### DOCUMENT SECTION
--- start ---

# Attendance


In [296]:
import numpy as np
import pandas as pd
from datetime import datetime, date, time, timedelta

## Python date time primer


In [None]:
# Create datetime
dt = datetime(year=2024, month=2, day=1, hour=8, minute=52)
print(dt)

In [None]:
# Parse datetime from string
dt = datetime.strptime("2024-02-01", "%Y-%m-%d")
print(dt)

In [None]:
# Format string
dt = datetime(year=2024, month=2, day=1, hour=8, minute=52)
dt.strftime("%Y/%m/%d %H:%M")

In [None]:
# Create date
dt_date = date(year=2024, month=2, day=1)
print(dt_date)

In [None]:
# Create time
dt_time = time(hour=7, minute=0)
print(dt_time)

In [None]:
# Time delta
td = timedelta(days=1)
print(td)
print(td.total_seconds())

In [None]:
dt = datetime(2024, 2, 1) + timedelta(days=1)
print(dt)

In [None]:
# Subtract time
# https://stackoverflow.com/a/49528739
enter = time(hour=1)  # Example enter time
exit = time(hour=2)  # Example start time
enter_delta = timedelta(hours=enter.hour, minutes=enter.minute, seconds=enter.second)
exit_delta = timedelta(hours=exit.hour, minutes=exit.minute, seconds=exit.second)
difference_delta = exit_delta - enter_delta
print(difference_delta.total_seconds() / 60)

## Attendance Analysis


In [305]:
dfr = pd.read_excel("./data/clock_inout.xlsx")

In [None]:
dfr.head()

In [None]:
dfr = dfr[["ชื่อ-นามสกุล", "Date", 1, 2, 3]].rename(
    columns={"ชื่อ-นามสกุล": "name", "Date": "date", 1: "c1", 2: "c2", 3: "c3"}
)
display(dfr.head(3))

In [None]:
dfr.duplicated().sum()

In [None]:
print(dfr.shape)
filtNull = dfr[["c1", "c2", "c3"]].isnull().all(axis=1)
dfr = dfr[~filtNull]
dfr.shape

In [None]:
def parseDate(dateStr):
    sp = dateStr.split("/")
    day = sp[0]
    month = sp[1]
    year = int(sp[2]) - 543
    return pd.to_datetime(f"{year}/{month}/{day}", format="%Y/%m/%d")


# Convert to datetime
dfr["date"] = dfr["date"].apply(parseDate)

# Convert to date
dfr["date"] = dfr["date"].dt.date

# Check
print(type(dfr["date"].iloc[0]))

--- end ---

[Point labeling examples]

--- start ---

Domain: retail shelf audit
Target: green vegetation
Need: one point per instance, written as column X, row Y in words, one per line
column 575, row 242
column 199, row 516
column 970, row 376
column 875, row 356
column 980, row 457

--- end ---

### TASK DETAILS
Extend the attendance analysis notebook past its final cell, the date-type check, with further pandas code that continues the analysis of the clock-in/clock-out records.

### RESULT OF THE EXERCISE
In [311]:
# Convert to time
dfr["c1"] = pd.to_datetime(dfr["c1"], format="%H:%M").dt.time
dfr["c2"] = pd.to_datetime(dfr["c2"], format="%H:%M").dt.time
dfr["c3"] = pd.to_datetime(dfr["c3"], format="%H:%M").dt.time


In [None]:
dfr.head()

In [None]:
# Remove rows with hours outside acceptable range
def checkTimeOutsideRange(sr):
    return (sr < time(hour=6)) | (sr > time(hour=22))


filt1 = checkTimeOutsideRange(dfr["c1"])
filt2 = checkTimeOutsideRange(dfr["c2"])
filt3 = checkTimeOutsideRange(dfr["c3"])

filtOutsideRange = filt1 | filt2 | filt3
dfr[filtOutsideRange]

In [314]:
dfr = dfr[~filtOutsideRange]

In [315]:
dfr["incompleteInOut"] = False
filtOneCheckIn = (~dfr[["c1", "c2", "c3"]].isnull()).sum(axis=1) == 1
dfr.loc[filtOneCheckIn, "incompleteInOut"] = True

In [316]:
# Add time for incomplete check-in/out
def addTimeForIncompleteCheckInOut(sr):
    dt_time = sr["c1"]
    # Determine whether the missing is the morning in or evening out.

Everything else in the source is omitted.